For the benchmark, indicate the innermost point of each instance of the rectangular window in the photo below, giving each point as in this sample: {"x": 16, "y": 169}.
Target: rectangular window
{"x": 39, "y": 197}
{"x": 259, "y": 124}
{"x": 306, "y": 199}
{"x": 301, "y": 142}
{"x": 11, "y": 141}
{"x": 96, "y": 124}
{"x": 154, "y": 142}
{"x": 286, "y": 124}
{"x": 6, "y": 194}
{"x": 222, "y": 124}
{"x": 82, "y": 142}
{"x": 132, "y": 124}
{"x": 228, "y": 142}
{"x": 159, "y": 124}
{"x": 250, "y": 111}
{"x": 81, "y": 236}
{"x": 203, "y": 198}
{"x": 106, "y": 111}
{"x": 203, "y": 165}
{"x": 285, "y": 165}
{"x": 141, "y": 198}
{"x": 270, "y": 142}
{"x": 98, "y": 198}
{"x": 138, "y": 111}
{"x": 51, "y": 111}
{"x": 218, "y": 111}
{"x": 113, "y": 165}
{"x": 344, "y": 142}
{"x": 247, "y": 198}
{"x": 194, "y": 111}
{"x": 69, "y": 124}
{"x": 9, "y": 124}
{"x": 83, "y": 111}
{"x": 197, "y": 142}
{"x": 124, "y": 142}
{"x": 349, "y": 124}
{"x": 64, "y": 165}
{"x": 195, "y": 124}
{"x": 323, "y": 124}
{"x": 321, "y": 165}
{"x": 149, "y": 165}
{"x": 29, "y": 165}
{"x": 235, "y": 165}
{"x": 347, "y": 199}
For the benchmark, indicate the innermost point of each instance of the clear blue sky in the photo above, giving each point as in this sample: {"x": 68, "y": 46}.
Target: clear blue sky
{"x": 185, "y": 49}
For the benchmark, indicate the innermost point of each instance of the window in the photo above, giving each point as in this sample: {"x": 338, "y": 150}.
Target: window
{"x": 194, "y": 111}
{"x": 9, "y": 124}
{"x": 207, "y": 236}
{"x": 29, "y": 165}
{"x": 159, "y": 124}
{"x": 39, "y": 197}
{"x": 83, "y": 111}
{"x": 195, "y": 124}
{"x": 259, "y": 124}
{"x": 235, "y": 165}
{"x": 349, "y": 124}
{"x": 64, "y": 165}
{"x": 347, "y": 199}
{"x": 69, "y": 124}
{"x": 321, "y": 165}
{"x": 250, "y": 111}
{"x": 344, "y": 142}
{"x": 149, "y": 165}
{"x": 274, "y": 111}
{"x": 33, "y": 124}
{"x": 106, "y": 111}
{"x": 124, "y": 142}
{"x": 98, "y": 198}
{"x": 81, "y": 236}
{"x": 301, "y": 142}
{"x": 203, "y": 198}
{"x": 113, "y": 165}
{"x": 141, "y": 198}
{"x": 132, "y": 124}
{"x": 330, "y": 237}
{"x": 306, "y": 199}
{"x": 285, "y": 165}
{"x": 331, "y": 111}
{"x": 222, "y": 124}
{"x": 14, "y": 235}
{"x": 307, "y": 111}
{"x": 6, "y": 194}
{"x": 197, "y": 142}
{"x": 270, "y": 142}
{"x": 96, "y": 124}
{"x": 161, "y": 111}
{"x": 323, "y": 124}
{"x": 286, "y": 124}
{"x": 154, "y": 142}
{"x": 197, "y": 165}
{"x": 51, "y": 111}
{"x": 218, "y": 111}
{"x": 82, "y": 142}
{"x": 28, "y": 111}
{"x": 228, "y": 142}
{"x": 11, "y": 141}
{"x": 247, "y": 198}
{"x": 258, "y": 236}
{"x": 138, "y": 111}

### Task statement
All of the entries above should be written out again exactly.

### Reply
For the benchmark, indicate the innermost point of each instance of the rectangular window in the photo below, giving each point as in this sample: {"x": 16, "y": 169}.
Target: rectangular window
{"x": 39, "y": 197}
{"x": 259, "y": 124}
{"x": 306, "y": 199}
{"x": 301, "y": 142}
{"x": 11, "y": 141}
{"x": 96, "y": 124}
{"x": 154, "y": 142}
{"x": 286, "y": 124}
{"x": 6, "y": 194}
{"x": 222, "y": 124}
{"x": 82, "y": 142}
{"x": 132, "y": 124}
{"x": 228, "y": 142}
{"x": 159, "y": 124}
{"x": 250, "y": 111}
{"x": 81, "y": 236}
{"x": 203, "y": 198}
{"x": 106, "y": 111}
{"x": 203, "y": 165}
{"x": 285, "y": 165}
{"x": 141, "y": 198}
{"x": 270, "y": 142}
{"x": 98, "y": 198}
{"x": 138, "y": 111}
{"x": 51, "y": 111}
{"x": 218, "y": 111}
{"x": 113, "y": 165}
{"x": 344, "y": 142}
{"x": 247, "y": 198}
{"x": 194, "y": 111}
{"x": 69, "y": 124}
{"x": 9, "y": 124}
{"x": 83, "y": 111}
{"x": 197, "y": 142}
{"x": 124, "y": 142}
{"x": 349, "y": 124}
{"x": 64, "y": 165}
{"x": 195, "y": 124}
{"x": 323, "y": 124}
{"x": 321, "y": 165}
{"x": 149, "y": 165}
{"x": 29, "y": 165}
{"x": 235, "y": 165}
{"x": 347, "y": 199}
For the benchmark, indicate the innermost point of each instance of the clear blue sky in the photo above, giving each point as in this sample: {"x": 68, "y": 46}.
Target: clear blue sky
{"x": 185, "y": 49}
For the benchmark, indicate the innermost point of each instance of the window in the photo above, giving each point as in this sample: {"x": 338, "y": 150}.
Target: window
{"x": 194, "y": 111}
{"x": 9, "y": 124}
{"x": 207, "y": 236}
{"x": 29, "y": 165}
{"x": 159, "y": 124}
{"x": 39, "y": 197}
{"x": 83, "y": 111}
{"x": 195, "y": 124}
{"x": 259, "y": 124}
{"x": 235, "y": 165}
{"x": 349, "y": 124}
{"x": 64, "y": 165}
{"x": 347, "y": 199}
{"x": 69, "y": 124}
{"x": 321, "y": 165}
{"x": 250, "y": 111}
{"x": 344, "y": 142}
{"x": 149, "y": 165}
{"x": 274, "y": 111}
{"x": 33, "y": 124}
{"x": 106, "y": 111}
{"x": 124, "y": 142}
{"x": 98, "y": 198}
{"x": 81, "y": 236}
{"x": 301, "y": 142}
{"x": 203, "y": 198}
{"x": 113, "y": 165}
{"x": 141, "y": 198}
{"x": 132, "y": 124}
{"x": 330, "y": 237}
{"x": 306, "y": 199}
{"x": 285, "y": 165}
{"x": 331, "y": 111}
{"x": 222, "y": 124}
{"x": 14, "y": 235}
{"x": 307, "y": 111}
{"x": 6, "y": 194}
{"x": 197, "y": 142}
{"x": 270, "y": 142}
{"x": 96, "y": 124}
{"x": 161, "y": 111}
{"x": 323, "y": 124}
{"x": 286, "y": 124}
{"x": 154, "y": 142}
{"x": 197, "y": 165}
{"x": 51, "y": 111}
{"x": 218, "y": 111}
{"x": 82, "y": 142}
{"x": 28, "y": 111}
{"x": 228, "y": 142}
{"x": 11, "y": 141}
{"x": 247, "y": 198}
{"x": 258, "y": 236}
{"x": 138, "y": 111}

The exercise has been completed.